**Problem requirements**
Below is a listing; copy all of it exactly.
───── The data ─────
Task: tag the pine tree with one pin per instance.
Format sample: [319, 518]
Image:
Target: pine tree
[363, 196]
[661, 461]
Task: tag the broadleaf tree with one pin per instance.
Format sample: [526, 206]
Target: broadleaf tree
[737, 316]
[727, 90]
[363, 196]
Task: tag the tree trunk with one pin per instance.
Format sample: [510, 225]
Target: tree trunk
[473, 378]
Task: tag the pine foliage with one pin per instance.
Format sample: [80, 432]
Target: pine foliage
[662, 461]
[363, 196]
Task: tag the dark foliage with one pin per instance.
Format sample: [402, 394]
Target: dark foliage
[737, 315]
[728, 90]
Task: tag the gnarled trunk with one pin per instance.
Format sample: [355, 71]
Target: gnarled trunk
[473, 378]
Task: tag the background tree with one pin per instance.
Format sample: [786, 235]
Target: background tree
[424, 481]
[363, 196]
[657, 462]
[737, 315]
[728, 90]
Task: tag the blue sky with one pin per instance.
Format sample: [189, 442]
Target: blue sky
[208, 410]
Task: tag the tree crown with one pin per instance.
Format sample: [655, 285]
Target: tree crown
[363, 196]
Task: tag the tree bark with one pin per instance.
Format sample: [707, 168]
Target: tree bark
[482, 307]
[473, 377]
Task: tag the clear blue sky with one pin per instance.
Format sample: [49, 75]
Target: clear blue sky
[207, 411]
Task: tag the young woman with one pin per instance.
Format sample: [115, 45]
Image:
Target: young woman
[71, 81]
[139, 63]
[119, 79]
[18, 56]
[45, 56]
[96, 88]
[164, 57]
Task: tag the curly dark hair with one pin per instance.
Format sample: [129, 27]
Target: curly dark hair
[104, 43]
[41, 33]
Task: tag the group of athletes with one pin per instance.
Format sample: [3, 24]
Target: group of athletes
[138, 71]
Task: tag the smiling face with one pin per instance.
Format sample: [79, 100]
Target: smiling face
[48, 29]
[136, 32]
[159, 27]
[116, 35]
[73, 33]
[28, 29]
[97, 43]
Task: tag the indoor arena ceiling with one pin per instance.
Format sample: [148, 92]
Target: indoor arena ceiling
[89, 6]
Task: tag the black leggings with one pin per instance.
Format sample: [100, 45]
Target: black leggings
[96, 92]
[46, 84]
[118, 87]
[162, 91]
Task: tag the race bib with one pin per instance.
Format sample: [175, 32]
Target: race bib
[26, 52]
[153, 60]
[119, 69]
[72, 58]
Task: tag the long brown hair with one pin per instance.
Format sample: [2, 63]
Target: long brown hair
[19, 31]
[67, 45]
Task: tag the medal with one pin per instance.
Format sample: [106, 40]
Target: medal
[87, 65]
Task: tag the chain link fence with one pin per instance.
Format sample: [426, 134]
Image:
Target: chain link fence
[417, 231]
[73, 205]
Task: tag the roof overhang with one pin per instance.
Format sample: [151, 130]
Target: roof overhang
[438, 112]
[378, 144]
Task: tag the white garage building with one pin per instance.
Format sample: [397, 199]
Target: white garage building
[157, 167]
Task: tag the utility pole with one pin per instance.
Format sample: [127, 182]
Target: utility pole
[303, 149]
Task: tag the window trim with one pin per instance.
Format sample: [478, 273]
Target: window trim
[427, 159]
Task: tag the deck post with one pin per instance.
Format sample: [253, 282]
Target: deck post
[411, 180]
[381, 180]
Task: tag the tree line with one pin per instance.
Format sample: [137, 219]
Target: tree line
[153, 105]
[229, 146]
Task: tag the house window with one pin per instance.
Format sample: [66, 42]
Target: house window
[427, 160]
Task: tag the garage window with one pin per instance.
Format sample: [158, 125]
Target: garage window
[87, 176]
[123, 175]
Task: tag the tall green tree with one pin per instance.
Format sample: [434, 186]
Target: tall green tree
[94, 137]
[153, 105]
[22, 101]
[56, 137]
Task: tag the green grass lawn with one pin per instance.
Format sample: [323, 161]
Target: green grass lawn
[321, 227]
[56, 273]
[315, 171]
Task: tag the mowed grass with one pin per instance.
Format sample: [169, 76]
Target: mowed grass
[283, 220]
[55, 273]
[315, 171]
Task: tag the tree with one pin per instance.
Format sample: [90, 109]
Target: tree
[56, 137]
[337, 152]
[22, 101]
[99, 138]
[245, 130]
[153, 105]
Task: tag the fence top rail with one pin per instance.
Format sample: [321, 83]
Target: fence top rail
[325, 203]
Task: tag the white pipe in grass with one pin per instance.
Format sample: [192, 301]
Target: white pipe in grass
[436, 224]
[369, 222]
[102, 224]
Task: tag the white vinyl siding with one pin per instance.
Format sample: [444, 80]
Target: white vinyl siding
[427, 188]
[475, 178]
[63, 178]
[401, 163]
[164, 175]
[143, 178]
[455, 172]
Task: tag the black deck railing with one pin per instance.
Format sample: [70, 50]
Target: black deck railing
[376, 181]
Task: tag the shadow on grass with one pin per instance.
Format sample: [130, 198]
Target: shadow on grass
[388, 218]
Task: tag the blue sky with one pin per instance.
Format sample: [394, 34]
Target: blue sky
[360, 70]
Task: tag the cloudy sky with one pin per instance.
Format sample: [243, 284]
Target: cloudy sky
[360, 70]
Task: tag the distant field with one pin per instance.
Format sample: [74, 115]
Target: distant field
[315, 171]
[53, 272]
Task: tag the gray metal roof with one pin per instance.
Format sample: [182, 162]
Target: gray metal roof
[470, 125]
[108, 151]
─────
**Correct result**
Task: tag the pine tree with one pin per instance.
Format sample: [319, 518]
Image:
Target: pine tree
[363, 196]
[661, 461]
Task: tag the broadleaf tree with one pin per instance.
Format sample: [526, 206]
Target: broadleaf tree
[737, 316]
[727, 90]
[363, 196]
Task: tag the tree trunk with one pin per instance.
Format sample: [510, 225]
Target: tree trunk
[473, 378]
Task: tag the pine foliage with one pin per instance.
Format sample: [80, 432]
Target: pine foliage
[662, 461]
[363, 196]
Task: tag the dark foliage with one pin per instance.
Format sample: [402, 394]
Target: dark foliage
[737, 315]
[728, 90]
Task: tag the gnarled trunk with one pin per instance.
Format sample: [355, 71]
Target: gnarled trunk
[473, 378]
Task: tag the background tree with one pin per instance.
Format sample: [786, 235]
Target: background tree
[424, 481]
[363, 196]
[657, 462]
[737, 315]
[728, 90]
Task: tag the blue sky with one pin per instance.
Format sample: [189, 442]
Target: blue sky
[208, 410]
Task: tag the tree crown with one pin per instance.
Format sample: [655, 285]
Target: tree crown
[363, 196]
Task: tag the tree bark with one pin per instance.
Format sample: [707, 168]
Target: tree bark
[482, 307]
[473, 377]
Task: tag the clear blue sky with one pin per instance.
Format sample: [49, 75]
Target: clear blue sky
[207, 411]
Task: tag the young woman with one pin per instance.
Format sample: [115, 45]
Image:
Target: young woman
[71, 81]
[139, 63]
[119, 79]
[18, 56]
[45, 56]
[96, 88]
[164, 57]
Task: tag the curly dark hair with one pin per instance.
Format sample: [129, 27]
Target: curly dark hair
[104, 43]
[41, 33]
Task: tag the group of athletes with one pin per instance.
Format sample: [3, 24]
Target: group of athletes
[138, 71]
Task: tag the smiling face with one pin per instance.
Format sample: [79, 100]
Target: smiling face
[48, 29]
[136, 32]
[159, 27]
[116, 35]
[73, 33]
[28, 29]
[97, 43]
Task: tag the indoor arena ceiling with one pin per instance.
Format sample: [148, 92]
Target: indoor arena ceiling
[89, 6]
Task: tag the black leggings with one pin per instance.
Format sample: [100, 45]
Target: black leggings
[96, 92]
[46, 84]
[118, 87]
[162, 91]
Task: tag the race bib with one pin per instance.
Format sample: [175, 32]
Target: race bib
[26, 52]
[153, 60]
[119, 69]
[72, 58]
Task: tag the long brown hair with one pin per instance.
Format sample: [2, 63]
Target: long brown hair
[19, 31]
[67, 45]
Task: tag the medal with one pin per instance.
Format sample: [106, 40]
Target: medal
[87, 65]
Task: tag the chain link fence with one pin per instance.
Format sample: [426, 134]
Image:
Target: chain link fence
[417, 231]
[73, 205]
Task: tag the roof overhang with one pin per instance.
Format sample: [151, 130]
Target: roof overhang
[438, 112]
[378, 144]
Task: tag the white garage building with one pin per instance.
Format sample: [397, 199]
Target: white garage building
[157, 167]
Task: tag the utility pole with one pin per instance.
Format sample: [127, 182]
Target: utility pole
[303, 149]
Task: tag the window trim with one pin per instance.
Format sample: [478, 273]
Target: window trim
[427, 159]
Task: tag the deck post with one pin per instance.
Format sample: [253, 282]
Target: deck post
[411, 180]
[381, 180]
Task: tag the tree line with one pin per instance.
Format sample: [137, 219]
Target: tree line
[153, 105]
[229, 146]
Task: tag the house window with one pin per instance.
Format sample: [66, 42]
Target: house window
[427, 160]
Task: tag the garage window with one pin per instance.
Format sample: [158, 125]
Target: garage window
[87, 176]
[123, 175]
Task: tag the tall green tree with one pin per instance.
Format sample: [434, 186]
Target: tall green tree
[94, 137]
[153, 105]
[22, 101]
[56, 137]
Task: tag the green grass lawn with one pin per instance.
Format sample: [323, 161]
Target: green grass lawn
[321, 227]
[56, 273]
[315, 171]
Task: tag the mowed grass with one pin per instance.
Format sample: [169, 76]
Target: mowed grass
[283, 220]
[55, 273]
[315, 171]
Task: tag the tree with one pin per instance.
Format sample: [90, 109]
Target: tree
[56, 137]
[337, 152]
[22, 101]
[99, 138]
[245, 130]
[153, 105]
Task: tag the fence top rail with one pin per instance.
Format sample: [321, 83]
Target: fence top rail
[325, 203]
Task: tag the white pipe in grass with one pin per instance.
Format sample: [192, 301]
Target: white pipe in grass
[436, 224]
[369, 222]
[102, 224]
Task: tag the white vinyl siding with one pin per instance.
Format sample: [444, 80]
Target: white vinyl siding
[427, 188]
[475, 178]
[63, 178]
[401, 163]
[164, 175]
[143, 178]
[455, 172]
Task: tag the black deck railing with one pin per instance.
Format sample: [70, 50]
Target: black deck railing
[376, 181]
Task: tag the shadow on grass with one pin per instance.
Format sample: [130, 198]
Target: shadow on grass
[388, 218]
Task: tag the blue sky with one pin per instance.
Format sample: [394, 34]
Target: blue sky
[360, 70]
Task: tag the cloudy sky with one pin per instance.
Format sample: [243, 284]
Target: cloudy sky
[360, 70]
Task: tag the distant field with one pin per instance.
Format sample: [74, 115]
Target: distant field
[315, 171]
[53, 272]
Task: tag the gray metal roof with one pin per instance.
Format sample: [182, 162]
Target: gray metal roof
[470, 125]
[108, 151]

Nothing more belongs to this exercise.